Once you reach the line that holds "Pick out the tall" in the listing below, output it and every line after it through the line that holds "Pick out the elephant", word for word.
▬▬▬▬▬▬
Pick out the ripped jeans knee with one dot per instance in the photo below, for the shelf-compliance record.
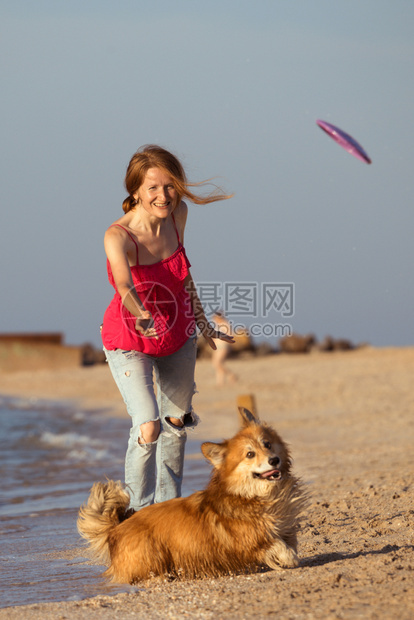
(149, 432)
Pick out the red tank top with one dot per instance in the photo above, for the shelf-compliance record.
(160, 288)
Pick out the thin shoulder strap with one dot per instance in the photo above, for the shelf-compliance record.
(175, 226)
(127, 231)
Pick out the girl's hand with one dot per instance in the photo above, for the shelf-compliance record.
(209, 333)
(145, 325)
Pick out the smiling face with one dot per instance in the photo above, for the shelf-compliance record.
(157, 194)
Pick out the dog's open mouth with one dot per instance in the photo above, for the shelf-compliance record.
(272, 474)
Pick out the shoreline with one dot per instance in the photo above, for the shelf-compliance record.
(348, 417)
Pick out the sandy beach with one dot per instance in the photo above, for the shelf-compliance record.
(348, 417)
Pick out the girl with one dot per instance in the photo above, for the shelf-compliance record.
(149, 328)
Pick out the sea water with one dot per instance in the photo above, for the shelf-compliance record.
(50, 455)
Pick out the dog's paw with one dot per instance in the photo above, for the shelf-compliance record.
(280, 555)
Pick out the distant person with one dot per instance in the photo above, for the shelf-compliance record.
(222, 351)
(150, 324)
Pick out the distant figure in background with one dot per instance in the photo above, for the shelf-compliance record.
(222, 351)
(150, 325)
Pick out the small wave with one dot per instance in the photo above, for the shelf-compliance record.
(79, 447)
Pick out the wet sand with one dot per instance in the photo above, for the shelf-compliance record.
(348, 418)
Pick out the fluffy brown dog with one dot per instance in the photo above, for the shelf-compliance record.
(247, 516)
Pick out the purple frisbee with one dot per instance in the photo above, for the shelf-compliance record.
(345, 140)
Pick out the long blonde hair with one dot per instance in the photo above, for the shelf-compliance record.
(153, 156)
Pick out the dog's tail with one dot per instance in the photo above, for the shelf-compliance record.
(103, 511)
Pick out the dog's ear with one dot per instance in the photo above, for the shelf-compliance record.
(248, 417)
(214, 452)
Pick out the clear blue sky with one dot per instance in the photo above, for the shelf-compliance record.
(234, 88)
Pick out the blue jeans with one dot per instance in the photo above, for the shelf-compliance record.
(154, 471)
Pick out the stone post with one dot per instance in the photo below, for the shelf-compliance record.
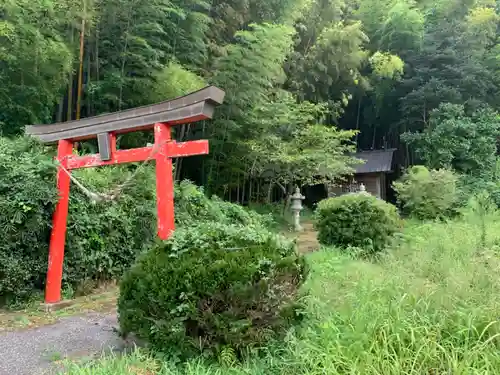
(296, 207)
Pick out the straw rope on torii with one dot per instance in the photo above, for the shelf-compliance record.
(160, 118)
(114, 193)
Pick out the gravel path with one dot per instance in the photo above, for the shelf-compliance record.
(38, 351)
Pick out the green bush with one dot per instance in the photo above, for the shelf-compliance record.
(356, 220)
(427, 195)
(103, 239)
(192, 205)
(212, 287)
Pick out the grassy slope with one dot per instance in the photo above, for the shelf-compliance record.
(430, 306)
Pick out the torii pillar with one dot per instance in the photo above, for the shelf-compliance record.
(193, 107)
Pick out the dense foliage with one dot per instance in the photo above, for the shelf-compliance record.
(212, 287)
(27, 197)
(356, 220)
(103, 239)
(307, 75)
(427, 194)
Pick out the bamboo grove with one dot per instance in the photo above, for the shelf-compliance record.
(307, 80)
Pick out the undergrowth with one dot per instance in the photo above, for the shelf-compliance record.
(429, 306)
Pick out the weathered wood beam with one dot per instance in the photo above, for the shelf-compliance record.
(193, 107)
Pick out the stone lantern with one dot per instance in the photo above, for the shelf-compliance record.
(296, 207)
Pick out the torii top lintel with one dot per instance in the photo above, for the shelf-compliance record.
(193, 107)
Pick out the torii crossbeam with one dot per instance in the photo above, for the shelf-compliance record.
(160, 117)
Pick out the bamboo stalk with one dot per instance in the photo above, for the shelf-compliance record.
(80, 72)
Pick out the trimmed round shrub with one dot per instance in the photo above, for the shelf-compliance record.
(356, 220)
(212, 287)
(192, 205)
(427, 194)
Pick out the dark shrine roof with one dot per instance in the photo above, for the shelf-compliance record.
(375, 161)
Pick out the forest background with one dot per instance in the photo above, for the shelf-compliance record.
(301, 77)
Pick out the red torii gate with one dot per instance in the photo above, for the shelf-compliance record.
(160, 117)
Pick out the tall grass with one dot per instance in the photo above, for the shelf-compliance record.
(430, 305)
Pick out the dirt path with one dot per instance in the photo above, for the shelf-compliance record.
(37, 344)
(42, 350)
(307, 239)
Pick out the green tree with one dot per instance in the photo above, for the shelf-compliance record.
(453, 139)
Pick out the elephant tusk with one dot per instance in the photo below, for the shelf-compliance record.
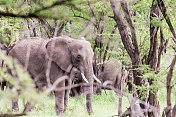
▬▬▬▬▬▬
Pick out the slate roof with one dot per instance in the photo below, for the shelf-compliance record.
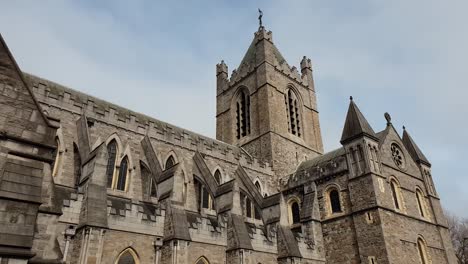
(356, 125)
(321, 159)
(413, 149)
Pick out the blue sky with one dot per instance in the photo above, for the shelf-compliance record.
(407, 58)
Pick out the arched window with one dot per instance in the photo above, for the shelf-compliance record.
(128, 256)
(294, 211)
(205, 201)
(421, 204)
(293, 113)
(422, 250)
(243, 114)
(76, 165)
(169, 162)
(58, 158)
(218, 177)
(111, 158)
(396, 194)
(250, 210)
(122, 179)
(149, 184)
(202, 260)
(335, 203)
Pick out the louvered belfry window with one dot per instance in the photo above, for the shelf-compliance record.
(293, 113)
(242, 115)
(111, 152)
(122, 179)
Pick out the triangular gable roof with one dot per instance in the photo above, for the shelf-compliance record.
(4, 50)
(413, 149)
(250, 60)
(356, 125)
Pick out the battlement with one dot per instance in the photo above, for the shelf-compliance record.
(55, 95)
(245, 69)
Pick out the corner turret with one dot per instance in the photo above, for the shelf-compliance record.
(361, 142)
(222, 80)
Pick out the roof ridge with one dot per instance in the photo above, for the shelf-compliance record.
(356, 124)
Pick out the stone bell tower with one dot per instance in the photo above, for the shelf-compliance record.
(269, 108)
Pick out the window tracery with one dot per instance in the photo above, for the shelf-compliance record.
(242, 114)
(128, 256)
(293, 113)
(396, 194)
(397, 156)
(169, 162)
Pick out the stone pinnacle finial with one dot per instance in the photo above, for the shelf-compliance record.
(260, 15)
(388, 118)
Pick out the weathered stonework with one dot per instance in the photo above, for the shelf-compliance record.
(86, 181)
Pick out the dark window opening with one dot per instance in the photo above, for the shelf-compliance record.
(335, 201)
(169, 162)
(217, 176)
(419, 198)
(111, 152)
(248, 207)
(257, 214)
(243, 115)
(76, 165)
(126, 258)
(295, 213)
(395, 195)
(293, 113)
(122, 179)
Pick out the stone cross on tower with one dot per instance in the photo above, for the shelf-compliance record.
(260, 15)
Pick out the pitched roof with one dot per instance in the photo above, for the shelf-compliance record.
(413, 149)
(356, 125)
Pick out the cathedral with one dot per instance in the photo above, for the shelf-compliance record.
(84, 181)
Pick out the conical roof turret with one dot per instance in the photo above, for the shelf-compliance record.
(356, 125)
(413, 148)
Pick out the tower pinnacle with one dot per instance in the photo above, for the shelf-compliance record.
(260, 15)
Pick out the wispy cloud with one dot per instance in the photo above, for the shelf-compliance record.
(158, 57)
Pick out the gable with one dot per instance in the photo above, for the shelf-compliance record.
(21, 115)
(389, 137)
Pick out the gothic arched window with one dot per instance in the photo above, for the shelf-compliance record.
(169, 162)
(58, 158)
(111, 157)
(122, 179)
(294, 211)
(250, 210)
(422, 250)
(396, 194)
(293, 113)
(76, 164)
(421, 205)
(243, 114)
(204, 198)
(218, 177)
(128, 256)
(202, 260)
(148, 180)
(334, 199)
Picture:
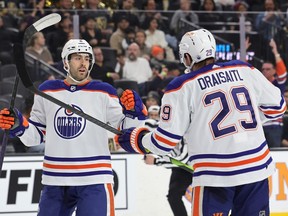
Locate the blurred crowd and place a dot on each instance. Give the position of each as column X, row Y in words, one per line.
▬▬▬▬▬▬
◆ SOLUTION TO THIS EXERCISE:
Pick out the tall grass with one dot per instance in the photo above, for the shelf-compliance record.
(430, 305)
Pick out the dirt path with one dot per instance in the photo above, for the shelf-compliance record.
(37, 344)
(42, 350)
(307, 239)
Pick out the green tree with one dot per instance in the photo above, for the shelf-compliance record.
(453, 139)
Pick out the elephant tusk with one dot per instance in the photo below, for the shelf-compliance record.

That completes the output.